*Tasks to perform:*
A) According to the article on the Goodwin misconduct case, how much money will Goodwin pay to the Department of Health and Human Services?
B) For each statement, say whether it agrees with the article on the Goodwin misconduct case, and quote the words that decide it: (i) Goodwin left the University of Wisconsin, Madison, in February 2006. (ii) The students uncovered the misconduct through a deliberate review of the lab's records. (iii) Goodwin agreed to stay out of federally funded research for 5 years.
C) Pick up the article on the Goodwin misconduct case after its final sentence and keep writing it.

(Given text begins)

Four years after a group of graduate students faced the agonizing experience of turning in their mentor for apparently falsifying scientific data, she has pleaded guilty to a criminal charge in the case. Elizabeth Goodwin, who was a biologist at the University of Wisconsin (UW), Madison, until resigning in February 2006, admitted "that she included manipulated data" in a grant progress report "to convince reviewers that more scientific progress had been made with her research than was actually the case," the Department of Justice announced on Friday. Goodwin has agreed not to participate in federally funded research for 3 years and will pay $50,000 to the Department of Health and Human Services, according to the Justice Department press release.

Four years ago, Science reported on the difficult experience of the students after Goodwin resigned and how the case impacted their own futures in science.

The six students, working in her genetics lab, happened upon the misconduct by accident when, suggesting a new project to one, she showed the student a grant application that the student believed contained data that were misrepresented. What followed were several months of discussion and debate, as the students considered whether to share what they'd found with university officials. "My biggest worry was what if we didn't turn her in ... and different grad students got stuck in our position," said Mary Allen at the time, one of the six.

(Given text ends)
(Source data begins)

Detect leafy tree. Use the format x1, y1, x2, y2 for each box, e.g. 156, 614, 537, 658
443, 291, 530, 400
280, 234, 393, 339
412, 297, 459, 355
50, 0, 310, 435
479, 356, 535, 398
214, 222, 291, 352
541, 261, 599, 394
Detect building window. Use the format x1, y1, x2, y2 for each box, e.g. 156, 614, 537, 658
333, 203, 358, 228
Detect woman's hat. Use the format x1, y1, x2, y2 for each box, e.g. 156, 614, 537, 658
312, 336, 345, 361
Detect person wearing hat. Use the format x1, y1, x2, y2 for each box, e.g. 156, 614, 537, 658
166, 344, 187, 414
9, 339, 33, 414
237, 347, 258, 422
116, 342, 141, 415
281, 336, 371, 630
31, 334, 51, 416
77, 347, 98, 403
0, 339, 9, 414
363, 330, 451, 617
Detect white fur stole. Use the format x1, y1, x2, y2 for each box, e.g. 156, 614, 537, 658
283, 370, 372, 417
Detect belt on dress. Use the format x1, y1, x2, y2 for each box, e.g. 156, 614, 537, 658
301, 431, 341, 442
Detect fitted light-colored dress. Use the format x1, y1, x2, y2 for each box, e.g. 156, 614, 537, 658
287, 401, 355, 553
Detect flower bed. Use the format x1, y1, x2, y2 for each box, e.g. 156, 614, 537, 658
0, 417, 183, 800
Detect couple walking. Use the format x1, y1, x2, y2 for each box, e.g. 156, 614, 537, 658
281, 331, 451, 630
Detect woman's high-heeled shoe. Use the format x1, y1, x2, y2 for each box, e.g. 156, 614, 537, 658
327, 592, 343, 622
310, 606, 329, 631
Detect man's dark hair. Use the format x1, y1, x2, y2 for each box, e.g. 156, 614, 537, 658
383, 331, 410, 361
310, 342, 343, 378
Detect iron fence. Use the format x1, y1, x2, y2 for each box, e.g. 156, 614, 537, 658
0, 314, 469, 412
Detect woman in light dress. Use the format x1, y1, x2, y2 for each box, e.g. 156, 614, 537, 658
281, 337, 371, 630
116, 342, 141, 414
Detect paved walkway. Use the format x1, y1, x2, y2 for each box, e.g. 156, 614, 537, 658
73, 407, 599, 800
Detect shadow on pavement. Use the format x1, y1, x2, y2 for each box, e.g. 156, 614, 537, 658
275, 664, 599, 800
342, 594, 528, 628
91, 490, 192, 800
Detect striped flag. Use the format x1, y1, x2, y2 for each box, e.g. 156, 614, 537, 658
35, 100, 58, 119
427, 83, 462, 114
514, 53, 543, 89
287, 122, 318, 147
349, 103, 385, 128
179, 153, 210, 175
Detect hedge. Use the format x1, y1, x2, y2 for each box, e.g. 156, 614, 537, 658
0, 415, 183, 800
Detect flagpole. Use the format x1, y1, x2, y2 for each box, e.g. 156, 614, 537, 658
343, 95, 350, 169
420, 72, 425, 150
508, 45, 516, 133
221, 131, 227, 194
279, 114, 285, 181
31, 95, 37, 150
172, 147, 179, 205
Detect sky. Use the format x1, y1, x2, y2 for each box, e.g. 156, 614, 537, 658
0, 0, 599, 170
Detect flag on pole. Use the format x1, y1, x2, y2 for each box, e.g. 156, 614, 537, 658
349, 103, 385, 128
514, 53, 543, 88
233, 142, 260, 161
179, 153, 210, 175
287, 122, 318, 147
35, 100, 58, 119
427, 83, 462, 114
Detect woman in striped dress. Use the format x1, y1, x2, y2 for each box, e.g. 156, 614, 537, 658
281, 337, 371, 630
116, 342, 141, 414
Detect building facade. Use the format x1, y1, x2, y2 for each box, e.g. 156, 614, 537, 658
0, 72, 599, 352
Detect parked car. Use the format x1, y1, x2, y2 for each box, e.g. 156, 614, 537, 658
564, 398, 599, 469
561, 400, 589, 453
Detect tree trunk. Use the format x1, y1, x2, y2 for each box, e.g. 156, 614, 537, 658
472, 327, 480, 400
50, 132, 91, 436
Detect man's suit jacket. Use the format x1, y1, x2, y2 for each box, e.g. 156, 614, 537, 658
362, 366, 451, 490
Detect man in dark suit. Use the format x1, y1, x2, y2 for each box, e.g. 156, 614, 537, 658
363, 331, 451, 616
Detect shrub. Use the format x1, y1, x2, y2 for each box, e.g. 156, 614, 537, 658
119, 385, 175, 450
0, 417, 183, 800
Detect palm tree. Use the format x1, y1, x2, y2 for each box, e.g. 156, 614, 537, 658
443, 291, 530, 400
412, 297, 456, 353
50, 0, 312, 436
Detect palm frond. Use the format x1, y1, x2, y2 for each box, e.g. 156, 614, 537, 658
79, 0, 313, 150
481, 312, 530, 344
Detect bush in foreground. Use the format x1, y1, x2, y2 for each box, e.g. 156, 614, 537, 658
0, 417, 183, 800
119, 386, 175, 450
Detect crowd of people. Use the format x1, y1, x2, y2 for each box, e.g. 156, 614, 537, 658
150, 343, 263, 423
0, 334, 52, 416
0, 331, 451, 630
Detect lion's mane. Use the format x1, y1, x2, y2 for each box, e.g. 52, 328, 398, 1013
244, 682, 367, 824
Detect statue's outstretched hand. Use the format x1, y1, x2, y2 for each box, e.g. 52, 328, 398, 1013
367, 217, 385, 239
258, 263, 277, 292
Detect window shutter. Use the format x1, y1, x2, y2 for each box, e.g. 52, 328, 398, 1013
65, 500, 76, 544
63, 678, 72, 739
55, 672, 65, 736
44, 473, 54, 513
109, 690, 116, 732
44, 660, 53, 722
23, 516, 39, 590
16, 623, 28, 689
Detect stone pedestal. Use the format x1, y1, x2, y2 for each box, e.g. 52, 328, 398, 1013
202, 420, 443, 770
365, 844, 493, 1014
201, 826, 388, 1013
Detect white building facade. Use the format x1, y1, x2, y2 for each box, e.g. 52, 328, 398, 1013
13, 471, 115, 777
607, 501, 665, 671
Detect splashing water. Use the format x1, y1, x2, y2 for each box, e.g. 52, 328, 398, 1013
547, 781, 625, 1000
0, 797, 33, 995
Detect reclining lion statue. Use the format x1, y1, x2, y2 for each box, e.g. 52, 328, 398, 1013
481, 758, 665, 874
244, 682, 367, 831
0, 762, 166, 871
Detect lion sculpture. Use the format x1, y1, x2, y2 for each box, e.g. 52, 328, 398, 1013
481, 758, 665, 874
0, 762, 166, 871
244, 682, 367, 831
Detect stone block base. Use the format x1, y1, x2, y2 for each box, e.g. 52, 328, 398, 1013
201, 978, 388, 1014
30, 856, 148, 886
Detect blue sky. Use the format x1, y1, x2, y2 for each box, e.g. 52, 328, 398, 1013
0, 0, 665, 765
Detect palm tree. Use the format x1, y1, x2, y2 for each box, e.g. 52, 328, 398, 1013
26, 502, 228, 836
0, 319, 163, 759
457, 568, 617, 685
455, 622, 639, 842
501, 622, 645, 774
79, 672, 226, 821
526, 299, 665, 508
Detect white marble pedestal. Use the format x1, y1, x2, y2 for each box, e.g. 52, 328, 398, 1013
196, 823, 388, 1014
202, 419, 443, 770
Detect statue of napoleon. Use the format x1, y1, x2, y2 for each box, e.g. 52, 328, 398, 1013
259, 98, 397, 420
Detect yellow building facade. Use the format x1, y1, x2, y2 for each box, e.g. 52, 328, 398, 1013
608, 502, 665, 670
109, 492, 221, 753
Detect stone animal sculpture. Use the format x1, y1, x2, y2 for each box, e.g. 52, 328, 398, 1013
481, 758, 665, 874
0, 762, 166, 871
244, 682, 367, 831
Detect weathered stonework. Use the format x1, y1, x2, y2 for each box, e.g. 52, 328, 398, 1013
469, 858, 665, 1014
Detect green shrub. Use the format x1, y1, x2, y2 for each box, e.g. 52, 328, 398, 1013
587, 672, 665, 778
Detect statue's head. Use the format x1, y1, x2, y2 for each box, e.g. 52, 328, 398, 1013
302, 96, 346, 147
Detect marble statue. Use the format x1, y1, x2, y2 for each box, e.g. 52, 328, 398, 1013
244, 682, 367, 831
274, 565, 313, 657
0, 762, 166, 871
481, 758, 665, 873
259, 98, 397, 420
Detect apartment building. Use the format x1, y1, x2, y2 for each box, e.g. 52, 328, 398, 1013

(Source data ends)

*Answers provided:*
A) $50,000

B)
(i) Yes: "until resigning in February 2006"
(ii) No: "happened upon the misconduct by accident"
(iii) No: "agreed not to participate in federally funded research for 3 years"

C)
The university praised the students for having done the right thing. A university investigation subsequently concluded that Goodwin had falsified data on grant applications and cast doubt on three papers, all of which were later cleared of any problems. Goodwin resigned. But the outcome for several students, who were told they had to essentially start over, was unenviable. One, Chantal Ly, had gone through 7 years of graduate school and was told that much of her work was not useable and that she had to start a new project for her Ph.D. (The reason wasn't necessarily because of falsified data but rather, Ly and the others thought, because Goodwin stuck by results that were questionable.) Along with two of the others, she quit graduate school. Allen moved to a school in Colorado. Just two students chose to stay at UW.

One of those who left reflected about the case in the Science story published in 2006. "Are we just stupid [to turn Goodwin in]?'" Sarah LaMartina said. "Sure, it's the right thing to do, but right for who? ... Who is going to benefit from this? Nobody."

Goodwin will be sentenced on 3 September on the charge of making false statements and faces up to 1 year in jail and a $100,000 fine.

The story has been corrected. Due to an editing error, this story originally said the Science article was published last year; it was published 4 years ago.